Contour annotation records:
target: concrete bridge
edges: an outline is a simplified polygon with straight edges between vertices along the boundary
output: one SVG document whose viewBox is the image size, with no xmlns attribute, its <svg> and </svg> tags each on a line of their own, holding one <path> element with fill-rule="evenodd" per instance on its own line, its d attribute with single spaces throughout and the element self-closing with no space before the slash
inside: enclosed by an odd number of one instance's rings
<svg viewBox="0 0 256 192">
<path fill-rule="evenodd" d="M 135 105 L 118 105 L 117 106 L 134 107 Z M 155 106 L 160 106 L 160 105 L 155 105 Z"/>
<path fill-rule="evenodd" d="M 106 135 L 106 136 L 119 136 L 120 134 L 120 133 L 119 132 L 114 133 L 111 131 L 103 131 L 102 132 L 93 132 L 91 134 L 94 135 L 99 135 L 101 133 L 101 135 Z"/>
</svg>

What the task requires: Reproduce the full listing above, character for character.

Problem solution:
target: concrete bridge
edges: an outline is a simplified polygon with straight edges between vertices along the boundary
output: one SVG document whose viewBox is the image size, with no xmlns attribute, its <svg> and </svg> tags each on a line of their own, holding one <path> element with fill-rule="evenodd" per instance on its own line, its d attribute with single spaces throughout and the element self-closing with no space before the slash
inside: enclosed by an odd number of one instance's rings
<svg viewBox="0 0 256 192">
<path fill-rule="evenodd" d="M 135 105 L 118 105 L 117 106 L 134 107 Z M 155 106 L 160 106 L 160 105 L 155 105 Z"/>
<path fill-rule="evenodd" d="M 106 135 L 106 136 L 119 136 L 120 134 L 120 133 L 119 132 L 114 133 L 111 131 L 103 131 L 102 132 L 93 132 L 91 134 L 94 135 L 99 135 L 101 133 L 101 135 Z"/>
</svg>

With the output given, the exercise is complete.